- **Extracted text**

The principle of greenhouse gas offsetting is based on the recognition that, in terms of climate impact, it does not matter where in the world we choose to avoid greenhouse gases. This means that those who aim to become climate neutral by buying certificates for unavoidable emissions can finance projects that either reduce emissions elsewhere or promote and preserve carbon sinks. These are most often projects in the developing countries and emerging economies that must fulfil certain quality standards. The most internationally renowned of these include the Clean Development Mechanism (CDM), the Gold Standard (GS) and the Verified Carbon Standard (VCS).
This is where it is useful to assess offsetting projects in coordination with indicators put forth through the global Sustainable Development Goals (SDGs), as this helps with recording and presenting the climate protection project’s contribution to sustainable development.
The aim is to achieve all 17 goals by 2030. These goals were accepted in September 2015 by the United Nations and entitled “2030 Agenda”. They are the basis for promoting global economic progress in harmony with social justice and environmental boundaries. Governments, companies and civil society organisations around the world are called upon to act. Accordingly, the SDGs are increasingly becoming the focus of offsetting projects and standards.
The supporters of the Alliance are committed to sustainable development and climate protection. They avoid and reduce their own CO2 emissions and offset those that are unavoidable or currently irreducible. Their offsetting payments finance important climate protection projects in developing countries and emerging economies and promote local sustainable development.
For its annual stocktaking, the Alliance asked its supporters in winter 2020/21 about the projects to which they have committed. Overall, just under half of our supporters took part and documented their contributions. The results of the analysis show that the Alliance’s projects are many and varied, and that they are making a significant impact.

- **Provided records**

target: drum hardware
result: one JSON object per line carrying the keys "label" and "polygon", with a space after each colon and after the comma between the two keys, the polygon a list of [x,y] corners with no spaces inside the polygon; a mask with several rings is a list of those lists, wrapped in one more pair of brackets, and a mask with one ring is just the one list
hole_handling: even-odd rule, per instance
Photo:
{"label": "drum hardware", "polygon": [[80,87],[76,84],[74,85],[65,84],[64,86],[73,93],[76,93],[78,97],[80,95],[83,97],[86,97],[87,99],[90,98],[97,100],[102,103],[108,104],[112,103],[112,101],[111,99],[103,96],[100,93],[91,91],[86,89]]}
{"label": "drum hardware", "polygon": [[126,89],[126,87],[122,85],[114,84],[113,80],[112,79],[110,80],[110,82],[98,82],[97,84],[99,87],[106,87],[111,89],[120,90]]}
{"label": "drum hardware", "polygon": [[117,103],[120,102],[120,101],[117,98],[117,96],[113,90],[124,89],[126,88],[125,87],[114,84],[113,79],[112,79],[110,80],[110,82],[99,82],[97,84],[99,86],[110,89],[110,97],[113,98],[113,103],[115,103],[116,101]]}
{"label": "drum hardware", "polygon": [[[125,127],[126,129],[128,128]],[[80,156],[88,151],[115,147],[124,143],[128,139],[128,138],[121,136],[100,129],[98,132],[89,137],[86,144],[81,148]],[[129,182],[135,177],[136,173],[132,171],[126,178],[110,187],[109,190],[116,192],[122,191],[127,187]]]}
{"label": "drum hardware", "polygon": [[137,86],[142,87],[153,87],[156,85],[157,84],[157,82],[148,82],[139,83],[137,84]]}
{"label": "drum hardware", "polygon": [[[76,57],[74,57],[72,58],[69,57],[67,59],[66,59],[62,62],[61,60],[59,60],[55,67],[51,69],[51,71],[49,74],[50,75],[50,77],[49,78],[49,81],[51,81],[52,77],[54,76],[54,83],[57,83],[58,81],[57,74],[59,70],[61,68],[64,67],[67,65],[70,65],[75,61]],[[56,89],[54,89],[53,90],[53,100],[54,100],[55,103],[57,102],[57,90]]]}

- **Exercise 1**
Answer these questions from the text on greenhouse gas offsetting, one answer per line:
(a) Which three quality standards does it call the most internationally renowned?
(b) In what month and year did the United Nations accept the goals, and under what title?
(c) When did the Alliance ask its supporters about the projects they have committed to?
- **Exercise 2**
In the text on greenhouse gas offsetting, turn the paragraph that begins "The supporters of the Alliance are committed" into a bulleted list that keeps its main facts.
- **Exercise 3**
Continue the text on greenhouse gas offsetting from the point where it stops.

- **Exercise answer 1**
(a) The Clean Development Mechanism (CDM), the Gold Standard (GS) and the Verified Carbon Standard (VCS).
(b) September 2015, under the title "2030 Agenda".
(c) In winter 2020/21.

- **Exercise answer 2**
- Alliance supporters are committed to sustainable development and climate protection.
- They avoid and reduce their own CO2 emissions.
- They offset emissions that are unavoidable or currently irreducible.
- Their offsetting payments finance climate protection projects in developing countries and emerging economies.
- These payments also promote local sustainable development.

- **Exercise answer 3**
The Alliance’s supporters contribute increasingly towards greenhouse gas offsetting. The graph on the right shows how many greenhouse gas emissions our supporters offset in 2019 and 2020.
Within the Alliance, the most offsetting has been achieved by companies, followed by institutions, offsetting partners and private individuals. One reason for this is that companies represent the largest proportion among our supporters.
Offsetting projects contribute directly to the United Nations 17 Sustainable Development Goals (SDGs). The projects that are promoted mostly target the following SDGs: SDG 13 (“Climate Action”), SDG 8 (“Decent Work and Economic Growth”) and SDG 15 (“Life on Land”). Our supporters’ examples also show how the offsetting projects contribute to the SDGs.
Across our various actor groups, 47 per cent of supporters focus on the implementation of projects with nature-based solutions, e.g., biological sequestration through reforestation. Other frequently mentioned target projects are the promotion of renewable energies (46 per cent) and energy efficiency (25 per cent). In addition, supporters think it is important to choose projects that align with their own interests or fulfil their own requirements (19 per cent).